Your tasks -
1. Answer these questions from the article on Jermaine Jackson's interview with Larry King.
(a) Where did Jermaine say Michael should have been buried?
(b) What are the names of Michael's three children?
(c) What was Dr. Conrad Murray charged with?
2. Resume the article on Jermaine Jackson's interview with Larry King, picking up after its last sentence.

Source document -
+---+

On June 25, 2009, Michael Jackson's family and friends gathered at Forest Lawn cemetery in Glendale, California, to lay the King of Pop to rest in the Grand Mausoleum. Almost one year later, shortly before the actual anniversary of his death, MJ's brother Jermaine returned to the site to tape an interview with Larry King.
"It's been tough," Jermaine told the talk-show host. "It went so fast. We've been just putting the pieces together and the family's been having a lot of meetings and we're just trying to hold on. We haven't come to terms. It's something we're learning to live with. We will never accept it."
Speaking softly and quietly, Jackson said the inside of the mausoleum is dark and cold. "To walk this corridor, and all you hear is your footsteps. Michael shouldn't be here. I always felt that," he said, adding that MJ should have been buried at his Neverland Ranch estate.
A year later, Jackson said Michael's three children, Prince, Paris and Blanket, are enjoying as normal a life as possible. They love movies, Jermaine said, though he is not sure if they've seen "This Is It," the documentary about Michael's final months as he prepared for what were to be his comeback shows in London. Jermaine also revealed that they do not visit their father's gravesite at Forest Lawn.
Each of the family members, Jackson said, continues to grieve in their own ways. And they continue to raise questions about the circumstances surrounding MJ's death. Jermaine acknowledged that numerous interventions had been made concerning Michael's use of various prescription medications but denied any suggestion that his brother did not want to live. Rather, Jermaine said the family believes Michael was murdered and that Dr. Conrad Murray, the singer's personal physician who was charged with involuntary manslaughter as a result of MJ's propofol overdose, is not the sole person responsible for the death.

+---+

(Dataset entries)
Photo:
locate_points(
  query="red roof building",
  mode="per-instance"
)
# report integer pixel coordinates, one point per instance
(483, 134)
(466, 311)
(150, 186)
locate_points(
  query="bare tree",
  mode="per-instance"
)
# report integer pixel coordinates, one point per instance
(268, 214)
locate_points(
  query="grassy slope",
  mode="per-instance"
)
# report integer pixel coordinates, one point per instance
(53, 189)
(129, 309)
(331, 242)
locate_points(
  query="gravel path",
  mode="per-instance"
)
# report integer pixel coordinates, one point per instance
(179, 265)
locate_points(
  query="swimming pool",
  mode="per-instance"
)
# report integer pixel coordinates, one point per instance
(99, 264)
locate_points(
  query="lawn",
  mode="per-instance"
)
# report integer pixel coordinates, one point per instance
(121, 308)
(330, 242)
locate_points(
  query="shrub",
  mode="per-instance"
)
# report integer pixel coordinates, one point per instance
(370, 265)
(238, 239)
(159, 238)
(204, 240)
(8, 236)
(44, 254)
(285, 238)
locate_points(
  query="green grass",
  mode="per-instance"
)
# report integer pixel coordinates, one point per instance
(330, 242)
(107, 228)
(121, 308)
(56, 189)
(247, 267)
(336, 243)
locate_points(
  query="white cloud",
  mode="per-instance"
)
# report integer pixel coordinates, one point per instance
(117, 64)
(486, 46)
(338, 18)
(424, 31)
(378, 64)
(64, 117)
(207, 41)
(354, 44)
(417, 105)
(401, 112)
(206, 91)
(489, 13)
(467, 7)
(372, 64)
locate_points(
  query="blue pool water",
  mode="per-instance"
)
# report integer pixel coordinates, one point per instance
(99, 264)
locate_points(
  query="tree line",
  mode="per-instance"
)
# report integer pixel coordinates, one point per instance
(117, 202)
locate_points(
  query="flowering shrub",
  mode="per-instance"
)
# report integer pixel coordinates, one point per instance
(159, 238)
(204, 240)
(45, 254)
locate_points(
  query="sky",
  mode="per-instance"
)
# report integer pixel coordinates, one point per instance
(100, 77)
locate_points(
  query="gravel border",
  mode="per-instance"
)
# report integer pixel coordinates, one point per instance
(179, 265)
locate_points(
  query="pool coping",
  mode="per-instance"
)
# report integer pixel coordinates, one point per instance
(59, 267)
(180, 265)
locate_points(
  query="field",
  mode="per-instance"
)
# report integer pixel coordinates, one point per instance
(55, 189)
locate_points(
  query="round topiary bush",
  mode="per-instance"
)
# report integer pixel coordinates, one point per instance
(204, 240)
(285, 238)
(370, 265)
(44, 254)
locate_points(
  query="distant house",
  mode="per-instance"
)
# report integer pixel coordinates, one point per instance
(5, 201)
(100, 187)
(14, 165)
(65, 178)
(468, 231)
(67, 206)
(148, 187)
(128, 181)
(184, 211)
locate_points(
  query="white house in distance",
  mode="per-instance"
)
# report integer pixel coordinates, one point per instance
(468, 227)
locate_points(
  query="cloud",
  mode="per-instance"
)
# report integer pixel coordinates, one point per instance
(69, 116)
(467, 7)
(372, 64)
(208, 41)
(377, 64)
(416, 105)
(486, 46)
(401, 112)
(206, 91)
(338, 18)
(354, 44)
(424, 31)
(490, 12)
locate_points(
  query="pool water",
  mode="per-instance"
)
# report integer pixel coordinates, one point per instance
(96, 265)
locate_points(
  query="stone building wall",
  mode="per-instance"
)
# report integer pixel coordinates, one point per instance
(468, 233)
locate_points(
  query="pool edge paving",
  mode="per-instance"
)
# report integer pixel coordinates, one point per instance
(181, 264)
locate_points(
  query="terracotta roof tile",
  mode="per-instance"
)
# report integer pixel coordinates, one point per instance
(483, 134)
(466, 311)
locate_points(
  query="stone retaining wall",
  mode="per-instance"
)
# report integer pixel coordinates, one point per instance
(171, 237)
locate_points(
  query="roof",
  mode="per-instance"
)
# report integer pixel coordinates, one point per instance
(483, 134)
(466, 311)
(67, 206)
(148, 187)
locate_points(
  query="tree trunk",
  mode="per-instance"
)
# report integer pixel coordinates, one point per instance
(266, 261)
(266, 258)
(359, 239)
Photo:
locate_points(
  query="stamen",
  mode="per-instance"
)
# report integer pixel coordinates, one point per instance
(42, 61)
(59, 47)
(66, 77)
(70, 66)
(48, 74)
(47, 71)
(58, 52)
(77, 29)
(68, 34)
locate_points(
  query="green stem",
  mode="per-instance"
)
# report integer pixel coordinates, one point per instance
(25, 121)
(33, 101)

+---+

Written answers -
1.
(a) At his Neverland Ranch estate.
(b) Prince, Paris and Blanket.
(c) Involuntary manslaughter.

2.
"All of us feel that he's the fall guy," Jermaine said. "It's higher up than just the doctor.
"He did say on numerous occasions, at times to my mother, that he felt that he was being threatened, someone was trying to kill him," Jermaine added about his brother.
While the Jackson family awaits the start of Murray's trial, which they plan to attend, they lament the way the pop singer has been treated by the media, the public and prosecutors in the years before his death.
"If you listen to the content of his lyrics and his music, that's what he is, that's what he wrote from his heart, from his soul," Jackson said. "And it's sad, because now people realize what kind of person he was all along. But he's not here to see that. He got a bum rap because he was so misunderstand. He was trying to take the world on his shoulders and to bring an awareness to the world of what we need to do as people."